Ripropongo volentieri queste ” riflessioni a voce alta ” dell’enologo Umberto Trombelli, che faranno riflettere ogni appassionato della materia vino ed ogni addetto ai lavori. Personalmente non posso non essere d’accordo e condividerle con tutti Voi.

Buona lettura

 

 

Lᴀ ᴛᴇᴄɴɪᴄᴀ ᴇ̀ ɴᴜʟʟᴀ sᴇɴᴢᴀ Tᴇɴᴀᴄɪᴀ
I vini si potrebbero distinguere in due categorie: quelli prodotti in serie, come se si fosse
su una catena di montaggio e quelli fatti per durare, per regalare emozioni, fatti con il
cuore, la passione e l’arte.
Entrambi giustificano la loro esistenza e tra loro si trovano quelli prodotti con dovizia e
quelli poco curati. Le tecnologie avanzate, le cantine super attrezzate, la sfrenata ricerca
del livello standardazzato della qualità sono importanti, il più delle volte fondamentali, per
produrre i primi ma possono essere superflue per i secondi. Senza il contatto dell’uomo
con la vite e con la terra, senza la comprensione dei fenomeni che conducono alla
maturazione, senza l’uso della umana sensibilità nell’utilizzo e la scelta dei processi
vinificatori per esaltare i pregi di quell’uva in quell’anno e in quelle uniche condizioni
ambientali, i vini restano impersonali, generici, bevande senza anima.
E allora mi domando rivolgendomi ai colleghi e ai consulenti: “ I protocolli standardizzati,
uguali dal Nord al Sud sono utili per i primi ma se devi produrre vini con l’anima, se devi
produrre Territorialità hanno uguale importanza?”. Ancora, rivolgendomi agli imprenditori
vitivinicoli: “ E’ utile investire tempo e denaro curando le pubbliche relazioni, le storytelling
termine tanto di moda, nella speranza di ottenere recensioni positive ma senza aver
consolidato la qualità dei propri vini in un ambito territoriale concreto e vocato? Non si
tratta di ottenere una effimera gloria momentanea?”.
Il mondo del vino, per quanto affascinante, evoluto e in crescita qualitativa, si sta
intossicando. La corsa ai premi, alle recensioni, ai centesimi, ai ventesimi, ha preso il
sopravvento tanto da influire sulle scelte strategiche aziendali.
Capisco che monetizzare investimenti dispendiosi è faticoso e comprendo che la
tentazione di accelerare il rientro di capitali sia una forte tentatrice. Ritengo, però, che
questa strada non porti un valore aggiunto stabile e duraturo. Se vogliamo competere in
qualità e prestigio non credo sia questa la via. Le fortune di un vino e del suo territorio di
origine si fanno gettando le basi, le fondamenta perchè, altrimenti, la casa crolla prima o
poi.

▶ **RIGHE ESTRATTE**
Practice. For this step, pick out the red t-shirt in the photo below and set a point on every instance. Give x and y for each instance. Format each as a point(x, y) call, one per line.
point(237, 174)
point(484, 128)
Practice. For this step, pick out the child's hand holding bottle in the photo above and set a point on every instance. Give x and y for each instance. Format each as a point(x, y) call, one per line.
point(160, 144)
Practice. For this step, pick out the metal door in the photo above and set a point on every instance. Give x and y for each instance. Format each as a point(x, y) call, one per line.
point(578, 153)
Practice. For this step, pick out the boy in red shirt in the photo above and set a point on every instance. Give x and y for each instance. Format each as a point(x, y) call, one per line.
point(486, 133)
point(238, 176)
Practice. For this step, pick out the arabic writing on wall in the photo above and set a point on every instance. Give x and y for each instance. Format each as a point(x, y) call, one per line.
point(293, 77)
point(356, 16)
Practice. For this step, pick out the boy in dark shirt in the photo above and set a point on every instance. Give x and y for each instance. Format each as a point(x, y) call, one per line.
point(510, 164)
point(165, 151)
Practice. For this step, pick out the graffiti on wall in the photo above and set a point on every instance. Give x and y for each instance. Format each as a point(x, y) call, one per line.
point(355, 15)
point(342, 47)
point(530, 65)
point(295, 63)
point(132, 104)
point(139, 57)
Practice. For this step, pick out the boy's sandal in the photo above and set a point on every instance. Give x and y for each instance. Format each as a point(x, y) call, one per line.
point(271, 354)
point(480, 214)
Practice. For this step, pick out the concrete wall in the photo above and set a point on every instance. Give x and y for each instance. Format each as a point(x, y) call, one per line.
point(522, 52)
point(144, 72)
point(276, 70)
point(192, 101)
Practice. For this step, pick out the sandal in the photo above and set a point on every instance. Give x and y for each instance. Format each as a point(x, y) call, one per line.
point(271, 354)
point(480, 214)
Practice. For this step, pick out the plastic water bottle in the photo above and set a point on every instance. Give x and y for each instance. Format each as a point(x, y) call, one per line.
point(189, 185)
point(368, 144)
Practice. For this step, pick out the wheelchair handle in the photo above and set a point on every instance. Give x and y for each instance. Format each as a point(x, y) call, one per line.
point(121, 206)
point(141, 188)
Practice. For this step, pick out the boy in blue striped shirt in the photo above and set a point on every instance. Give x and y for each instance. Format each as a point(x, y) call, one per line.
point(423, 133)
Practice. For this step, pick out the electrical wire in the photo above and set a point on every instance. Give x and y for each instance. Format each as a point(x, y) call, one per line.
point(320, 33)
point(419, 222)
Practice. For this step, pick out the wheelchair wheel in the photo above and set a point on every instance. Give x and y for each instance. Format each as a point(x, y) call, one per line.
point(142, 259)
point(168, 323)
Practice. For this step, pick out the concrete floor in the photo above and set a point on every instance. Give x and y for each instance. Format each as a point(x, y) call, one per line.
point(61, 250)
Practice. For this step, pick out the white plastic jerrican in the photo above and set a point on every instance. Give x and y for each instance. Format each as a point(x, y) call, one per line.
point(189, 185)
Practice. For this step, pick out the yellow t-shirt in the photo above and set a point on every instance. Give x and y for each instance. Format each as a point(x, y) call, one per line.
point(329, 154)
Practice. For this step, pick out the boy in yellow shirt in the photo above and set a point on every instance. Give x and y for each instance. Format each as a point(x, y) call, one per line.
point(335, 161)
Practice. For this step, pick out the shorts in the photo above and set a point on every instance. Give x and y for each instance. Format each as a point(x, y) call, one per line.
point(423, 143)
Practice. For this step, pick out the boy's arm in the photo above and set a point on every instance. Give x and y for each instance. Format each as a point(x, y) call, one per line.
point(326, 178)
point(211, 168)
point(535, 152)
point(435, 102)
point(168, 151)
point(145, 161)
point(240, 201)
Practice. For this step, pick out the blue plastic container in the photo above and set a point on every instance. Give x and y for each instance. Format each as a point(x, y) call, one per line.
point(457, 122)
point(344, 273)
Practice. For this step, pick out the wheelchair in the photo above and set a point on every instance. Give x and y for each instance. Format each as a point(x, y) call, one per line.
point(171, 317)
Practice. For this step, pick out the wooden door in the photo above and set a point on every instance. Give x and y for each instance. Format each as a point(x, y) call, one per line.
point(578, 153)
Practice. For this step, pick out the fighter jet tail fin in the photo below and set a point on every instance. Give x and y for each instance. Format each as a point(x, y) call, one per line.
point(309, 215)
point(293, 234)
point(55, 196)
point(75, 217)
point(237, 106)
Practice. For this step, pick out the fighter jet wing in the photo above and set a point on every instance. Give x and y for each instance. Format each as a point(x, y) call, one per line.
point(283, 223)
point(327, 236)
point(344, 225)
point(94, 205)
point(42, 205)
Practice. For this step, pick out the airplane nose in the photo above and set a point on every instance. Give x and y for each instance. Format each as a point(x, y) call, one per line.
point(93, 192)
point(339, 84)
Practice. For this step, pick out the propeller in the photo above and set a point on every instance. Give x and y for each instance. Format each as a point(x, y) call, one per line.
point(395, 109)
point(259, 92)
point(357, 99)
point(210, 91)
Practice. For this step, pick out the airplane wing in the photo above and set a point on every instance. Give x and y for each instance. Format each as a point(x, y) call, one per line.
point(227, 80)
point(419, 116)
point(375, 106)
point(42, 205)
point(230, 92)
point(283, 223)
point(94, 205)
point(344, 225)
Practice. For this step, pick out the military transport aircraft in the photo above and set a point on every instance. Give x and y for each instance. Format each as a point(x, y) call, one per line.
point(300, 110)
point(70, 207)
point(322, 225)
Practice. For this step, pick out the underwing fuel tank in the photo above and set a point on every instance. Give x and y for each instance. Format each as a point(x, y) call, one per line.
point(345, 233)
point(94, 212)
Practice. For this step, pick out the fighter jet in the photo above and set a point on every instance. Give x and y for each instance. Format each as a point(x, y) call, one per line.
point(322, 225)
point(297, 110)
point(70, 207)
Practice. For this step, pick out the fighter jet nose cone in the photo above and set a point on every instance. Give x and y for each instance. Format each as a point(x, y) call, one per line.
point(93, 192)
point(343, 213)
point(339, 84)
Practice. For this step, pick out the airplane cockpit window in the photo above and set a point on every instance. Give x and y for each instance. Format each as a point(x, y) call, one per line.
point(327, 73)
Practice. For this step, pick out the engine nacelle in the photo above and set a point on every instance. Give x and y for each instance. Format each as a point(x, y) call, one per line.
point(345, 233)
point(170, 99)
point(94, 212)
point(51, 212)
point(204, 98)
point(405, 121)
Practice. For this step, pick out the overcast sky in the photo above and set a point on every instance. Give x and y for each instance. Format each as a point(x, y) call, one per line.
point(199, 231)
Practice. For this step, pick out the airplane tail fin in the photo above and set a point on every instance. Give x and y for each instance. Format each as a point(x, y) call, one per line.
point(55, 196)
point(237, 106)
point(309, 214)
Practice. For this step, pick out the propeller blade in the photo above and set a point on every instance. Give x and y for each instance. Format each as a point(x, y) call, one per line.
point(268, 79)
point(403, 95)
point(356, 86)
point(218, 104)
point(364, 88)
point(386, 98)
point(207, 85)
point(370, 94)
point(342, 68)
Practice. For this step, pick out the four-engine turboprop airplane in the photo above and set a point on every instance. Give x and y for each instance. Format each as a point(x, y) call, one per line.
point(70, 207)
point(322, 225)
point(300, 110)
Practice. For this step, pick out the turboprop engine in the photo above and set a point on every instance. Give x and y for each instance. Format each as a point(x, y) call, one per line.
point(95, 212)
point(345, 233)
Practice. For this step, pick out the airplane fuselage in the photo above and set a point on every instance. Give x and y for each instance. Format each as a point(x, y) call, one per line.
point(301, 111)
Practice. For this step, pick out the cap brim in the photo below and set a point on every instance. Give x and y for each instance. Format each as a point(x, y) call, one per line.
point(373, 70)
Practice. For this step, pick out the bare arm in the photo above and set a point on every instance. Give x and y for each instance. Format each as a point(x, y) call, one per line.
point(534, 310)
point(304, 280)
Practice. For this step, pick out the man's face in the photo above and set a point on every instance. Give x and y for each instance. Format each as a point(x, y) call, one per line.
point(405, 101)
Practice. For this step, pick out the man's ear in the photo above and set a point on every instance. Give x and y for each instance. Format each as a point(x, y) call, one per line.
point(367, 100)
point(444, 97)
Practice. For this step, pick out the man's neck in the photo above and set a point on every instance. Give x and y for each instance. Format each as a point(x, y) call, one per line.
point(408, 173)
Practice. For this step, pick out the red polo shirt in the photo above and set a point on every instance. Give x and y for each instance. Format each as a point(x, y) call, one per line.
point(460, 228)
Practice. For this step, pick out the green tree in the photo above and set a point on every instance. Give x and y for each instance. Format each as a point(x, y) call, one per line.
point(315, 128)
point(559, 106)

▶ **DETTAGLI DELL'ESERCIZIO**
Secondo il brano sul vino, perché la corsa ai premi e al rapido rientro dei capitali non è la via per competere in qualità e prestigio? Spiegalo in una o due frasi.

▶ **RISPOSTA ATTESA**
Perché questa strada non porta un valore aggiunto stabile e duraturo. Le fortune di un vino e del suo territorio d'origine si costruiscono gettando le basi, le fondamenta, altrimenti prima o poi la casa crolla.